_SUPPLIED RECORDS_
=-=-=-=-=
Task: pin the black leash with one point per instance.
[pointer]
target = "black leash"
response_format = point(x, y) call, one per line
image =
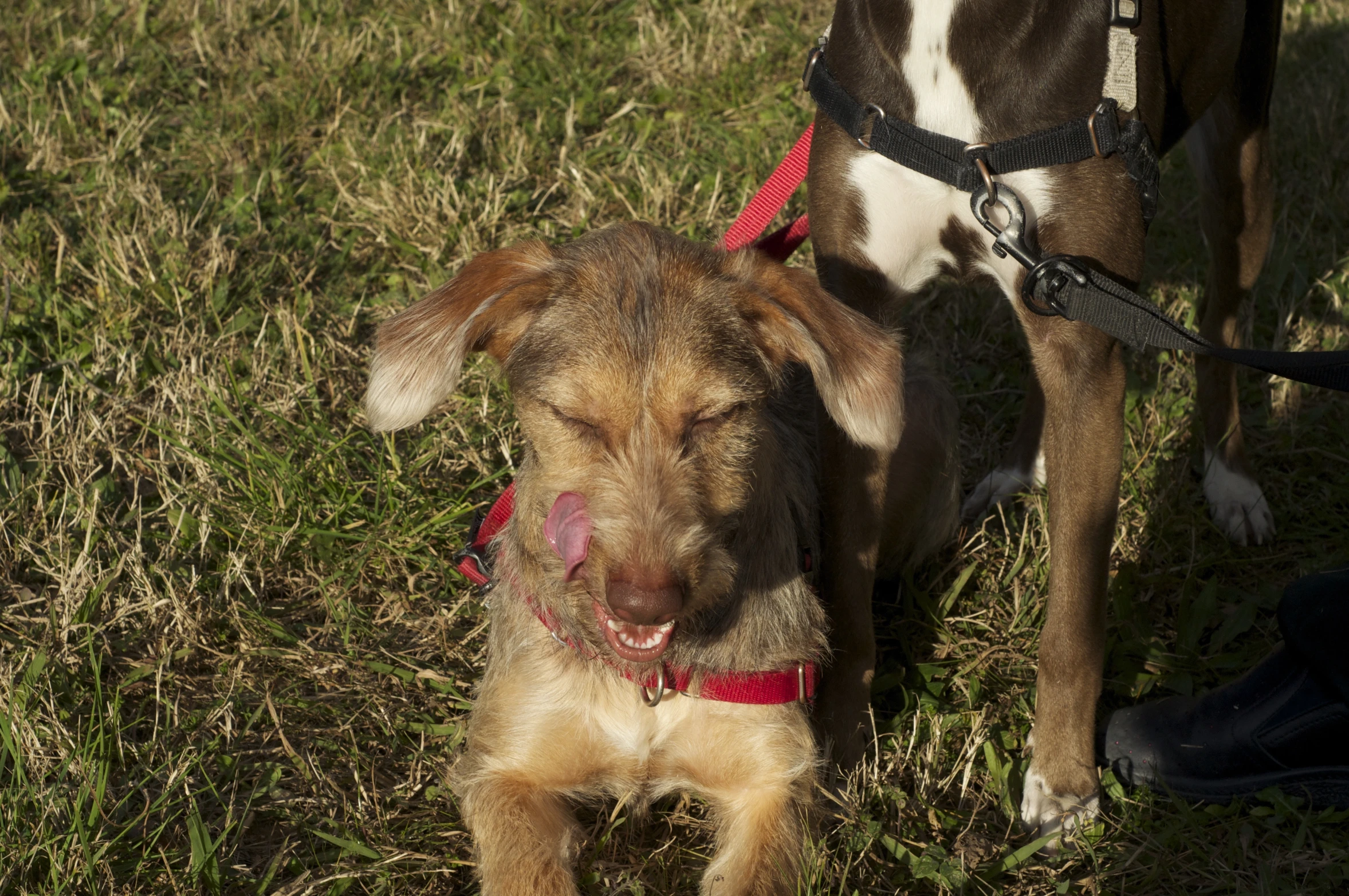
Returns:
point(1061, 285)
point(1065, 286)
point(966, 166)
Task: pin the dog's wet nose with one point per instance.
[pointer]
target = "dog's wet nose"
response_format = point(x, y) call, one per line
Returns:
point(645, 598)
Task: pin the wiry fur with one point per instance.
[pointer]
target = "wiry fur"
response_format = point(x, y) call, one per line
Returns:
point(670, 384)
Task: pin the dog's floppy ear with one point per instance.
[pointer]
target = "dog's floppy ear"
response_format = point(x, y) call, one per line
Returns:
point(420, 350)
point(857, 366)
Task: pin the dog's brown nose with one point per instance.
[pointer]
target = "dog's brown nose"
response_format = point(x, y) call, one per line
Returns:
point(644, 598)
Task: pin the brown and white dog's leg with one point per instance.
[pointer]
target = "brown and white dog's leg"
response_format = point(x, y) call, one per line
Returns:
point(1082, 377)
point(522, 834)
point(1021, 469)
point(1081, 373)
point(1229, 149)
point(852, 500)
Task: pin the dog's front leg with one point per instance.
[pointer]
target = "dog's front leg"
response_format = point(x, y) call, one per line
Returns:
point(760, 838)
point(1082, 374)
point(853, 496)
point(522, 834)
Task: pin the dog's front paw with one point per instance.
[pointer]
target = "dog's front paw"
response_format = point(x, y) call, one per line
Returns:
point(998, 486)
point(1236, 502)
point(1044, 813)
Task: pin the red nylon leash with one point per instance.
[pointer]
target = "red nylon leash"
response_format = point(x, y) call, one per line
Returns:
point(769, 200)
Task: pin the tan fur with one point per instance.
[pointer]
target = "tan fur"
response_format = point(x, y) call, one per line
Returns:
point(670, 384)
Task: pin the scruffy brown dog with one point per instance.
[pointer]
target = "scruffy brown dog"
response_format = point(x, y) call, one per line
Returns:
point(666, 500)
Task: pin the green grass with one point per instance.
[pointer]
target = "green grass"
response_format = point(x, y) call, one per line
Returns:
point(234, 656)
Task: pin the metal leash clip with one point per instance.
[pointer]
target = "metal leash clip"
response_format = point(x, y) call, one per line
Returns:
point(1054, 272)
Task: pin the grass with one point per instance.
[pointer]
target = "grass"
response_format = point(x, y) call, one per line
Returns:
point(234, 656)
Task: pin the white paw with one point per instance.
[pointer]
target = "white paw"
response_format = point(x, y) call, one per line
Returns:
point(1001, 485)
point(1236, 502)
point(1046, 813)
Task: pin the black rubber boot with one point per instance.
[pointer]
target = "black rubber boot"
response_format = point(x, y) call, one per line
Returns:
point(1283, 724)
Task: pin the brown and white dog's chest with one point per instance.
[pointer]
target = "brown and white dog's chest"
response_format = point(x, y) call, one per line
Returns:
point(914, 227)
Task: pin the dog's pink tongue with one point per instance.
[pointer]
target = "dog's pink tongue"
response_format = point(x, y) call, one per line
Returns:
point(568, 529)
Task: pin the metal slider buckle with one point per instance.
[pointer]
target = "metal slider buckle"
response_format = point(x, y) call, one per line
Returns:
point(1126, 14)
point(479, 559)
point(810, 66)
point(1103, 108)
point(982, 165)
point(880, 116)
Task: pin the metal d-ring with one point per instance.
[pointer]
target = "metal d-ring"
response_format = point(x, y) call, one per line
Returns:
point(660, 687)
point(1011, 239)
point(880, 118)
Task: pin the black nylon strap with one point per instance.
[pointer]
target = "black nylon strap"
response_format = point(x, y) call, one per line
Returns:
point(1134, 320)
point(946, 158)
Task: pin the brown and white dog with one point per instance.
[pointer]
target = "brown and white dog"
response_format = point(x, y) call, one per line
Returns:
point(985, 70)
point(667, 489)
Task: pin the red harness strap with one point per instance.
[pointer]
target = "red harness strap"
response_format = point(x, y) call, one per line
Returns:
point(769, 202)
point(760, 689)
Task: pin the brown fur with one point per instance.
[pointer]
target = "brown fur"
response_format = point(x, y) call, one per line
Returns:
point(671, 385)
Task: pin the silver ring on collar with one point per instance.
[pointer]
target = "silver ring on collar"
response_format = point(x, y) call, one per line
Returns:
point(660, 687)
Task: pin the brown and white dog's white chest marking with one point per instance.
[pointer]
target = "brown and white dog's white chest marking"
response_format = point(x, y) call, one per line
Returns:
point(906, 212)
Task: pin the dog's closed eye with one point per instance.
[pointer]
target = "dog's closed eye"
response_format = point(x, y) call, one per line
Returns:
point(707, 423)
point(576, 424)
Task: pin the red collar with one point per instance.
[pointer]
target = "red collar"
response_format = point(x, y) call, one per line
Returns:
point(760, 689)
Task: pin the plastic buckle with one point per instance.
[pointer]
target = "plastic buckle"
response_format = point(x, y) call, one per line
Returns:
point(1126, 14)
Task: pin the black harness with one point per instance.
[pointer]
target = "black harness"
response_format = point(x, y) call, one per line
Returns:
point(966, 166)
point(1061, 285)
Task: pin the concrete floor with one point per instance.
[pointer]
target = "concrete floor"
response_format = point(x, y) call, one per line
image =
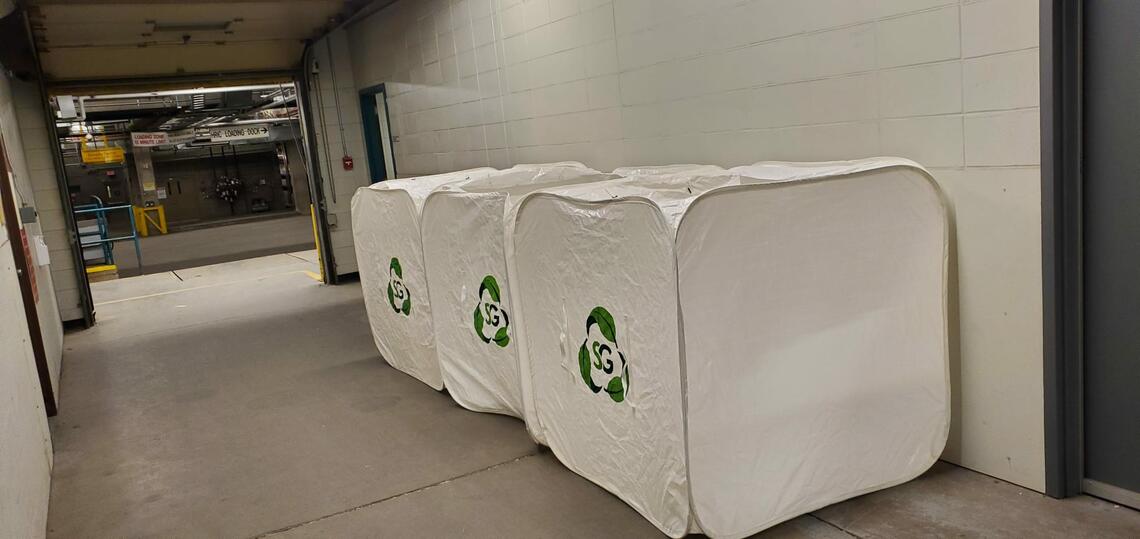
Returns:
point(241, 239)
point(247, 400)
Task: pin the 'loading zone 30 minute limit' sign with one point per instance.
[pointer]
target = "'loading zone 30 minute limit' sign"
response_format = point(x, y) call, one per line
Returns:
point(238, 132)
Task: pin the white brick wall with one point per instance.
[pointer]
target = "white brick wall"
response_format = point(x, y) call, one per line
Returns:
point(25, 468)
point(951, 83)
point(27, 148)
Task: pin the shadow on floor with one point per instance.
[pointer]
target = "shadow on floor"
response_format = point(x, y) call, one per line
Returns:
point(253, 402)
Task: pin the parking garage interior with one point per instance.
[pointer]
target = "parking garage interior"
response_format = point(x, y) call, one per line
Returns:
point(185, 345)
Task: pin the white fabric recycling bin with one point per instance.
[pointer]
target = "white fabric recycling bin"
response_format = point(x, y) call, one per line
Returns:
point(669, 185)
point(733, 358)
point(385, 231)
point(463, 243)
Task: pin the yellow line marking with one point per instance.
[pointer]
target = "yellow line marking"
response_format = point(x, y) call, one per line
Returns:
point(156, 294)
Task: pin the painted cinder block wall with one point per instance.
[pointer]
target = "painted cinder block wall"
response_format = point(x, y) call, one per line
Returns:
point(25, 443)
point(27, 145)
point(950, 83)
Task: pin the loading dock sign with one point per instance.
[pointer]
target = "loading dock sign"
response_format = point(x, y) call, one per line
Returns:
point(238, 132)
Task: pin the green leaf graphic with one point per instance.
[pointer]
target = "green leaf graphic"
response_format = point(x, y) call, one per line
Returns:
point(491, 286)
point(584, 366)
point(604, 323)
point(479, 324)
point(502, 339)
point(616, 389)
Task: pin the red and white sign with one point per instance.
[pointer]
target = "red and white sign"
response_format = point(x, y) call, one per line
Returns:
point(156, 138)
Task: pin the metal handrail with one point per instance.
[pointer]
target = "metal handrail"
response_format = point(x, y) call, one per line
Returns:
point(135, 230)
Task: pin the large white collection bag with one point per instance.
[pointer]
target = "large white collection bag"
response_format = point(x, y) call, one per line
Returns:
point(668, 186)
point(463, 243)
point(732, 358)
point(385, 231)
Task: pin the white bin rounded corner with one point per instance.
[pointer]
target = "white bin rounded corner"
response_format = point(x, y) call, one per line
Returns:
point(731, 359)
point(465, 258)
point(385, 231)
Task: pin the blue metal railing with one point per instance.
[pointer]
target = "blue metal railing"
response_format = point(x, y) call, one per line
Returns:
point(100, 213)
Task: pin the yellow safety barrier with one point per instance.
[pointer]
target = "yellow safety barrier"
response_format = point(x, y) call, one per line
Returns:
point(143, 217)
point(316, 241)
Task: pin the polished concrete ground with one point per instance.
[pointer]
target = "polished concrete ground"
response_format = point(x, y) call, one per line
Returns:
point(247, 400)
point(211, 245)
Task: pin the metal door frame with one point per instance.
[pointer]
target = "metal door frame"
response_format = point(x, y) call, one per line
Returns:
point(1063, 250)
point(374, 140)
point(1061, 25)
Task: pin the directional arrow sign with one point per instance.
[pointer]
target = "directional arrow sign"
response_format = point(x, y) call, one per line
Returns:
point(238, 132)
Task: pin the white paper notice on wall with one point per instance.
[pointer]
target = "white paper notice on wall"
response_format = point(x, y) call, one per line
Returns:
point(42, 256)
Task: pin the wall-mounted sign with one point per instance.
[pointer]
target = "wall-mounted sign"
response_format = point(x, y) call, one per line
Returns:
point(154, 138)
point(102, 156)
point(238, 132)
point(162, 138)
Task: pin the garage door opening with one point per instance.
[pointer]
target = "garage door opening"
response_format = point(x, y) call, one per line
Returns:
=-=-=-=-=
_TASK ITEM_
State the number of lines in the records that contain the string "railing". Nothing else is needed.

_TASK RESPONSE_
2